**Written request**
Copy the lines below word for word, leaving the pictures out of your copy.

---------- Data to use ----------

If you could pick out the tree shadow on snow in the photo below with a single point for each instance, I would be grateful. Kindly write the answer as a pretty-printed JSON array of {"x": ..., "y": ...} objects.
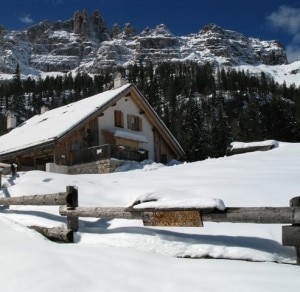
[{"x": 248, "y": 242}]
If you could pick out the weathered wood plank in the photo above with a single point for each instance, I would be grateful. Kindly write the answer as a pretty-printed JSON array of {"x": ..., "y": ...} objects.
[
  {"x": 291, "y": 235},
  {"x": 258, "y": 215},
  {"x": 63, "y": 198},
  {"x": 184, "y": 218},
  {"x": 73, "y": 222},
  {"x": 55, "y": 234},
  {"x": 100, "y": 212}
]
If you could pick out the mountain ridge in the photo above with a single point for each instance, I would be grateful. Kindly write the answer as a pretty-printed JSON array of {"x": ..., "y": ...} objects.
[{"x": 85, "y": 43}]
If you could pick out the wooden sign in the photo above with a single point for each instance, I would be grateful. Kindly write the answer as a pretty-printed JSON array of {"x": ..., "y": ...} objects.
[
  {"x": 185, "y": 218},
  {"x": 291, "y": 235}
]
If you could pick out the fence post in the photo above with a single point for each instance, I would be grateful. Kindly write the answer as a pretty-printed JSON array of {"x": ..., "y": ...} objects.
[
  {"x": 73, "y": 222},
  {"x": 291, "y": 233}
]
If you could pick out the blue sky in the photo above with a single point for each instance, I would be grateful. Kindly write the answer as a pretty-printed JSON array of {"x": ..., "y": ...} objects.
[{"x": 264, "y": 19}]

----------

**Reply**
If you could pick out the tree shadow on snow in the photo below with a single point for each instance, I would be grateful. Kindly write the answer as a pretty-printed JSON array of {"x": ..., "y": ...} objects.
[{"x": 248, "y": 242}]
If you could pick out the weathered wood plank in the photo above with a single point for each instance, I would be grateful. Kindly write the answer as a pretty-printed JSON array of {"x": ..., "y": ...} objects.
[
  {"x": 291, "y": 235},
  {"x": 258, "y": 215},
  {"x": 63, "y": 198},
  {"x": 184, "y": 218},
  {"x": 73, "y": 222},
  {"x": 55, "y": 234},
  {"x": 100, "y": 212}
]
If you could pick out the mountain ridge in the photo above with a single point for each instance, I would be grateful. Kindly write the answer as a pretty-printed JSON array of {"x": ..., "y": ...} objects.
[{"x": 85, "y": 43}]
If you could pick out the wooden sign in the photo above with a single point for each instance, I would be grateful. Kindly write the answer as a pretty-printed JSON array of {"x": ..., "y": ...} objects.
[
  {"x": 185, "y": 218},
  {"x": 291, "y": 235}
]
If you could pick out the fence post in the photo above with a single point for each instance, I would be grateful. Kindly write the answer as a pretty-printed JSON array of {"x": ..., "y": ...} objects.
[
  {"x": 73, "y": 222},
  {"x": 291, "y": 233}
]
If you could pick out the blue sky in the photo above with a single point for each instance, I would be grateful. Kindly write the answer as a pretty-printed JSON array of {"x": ..., "y": ...} objects.
[{"x": 264, "y": 19}]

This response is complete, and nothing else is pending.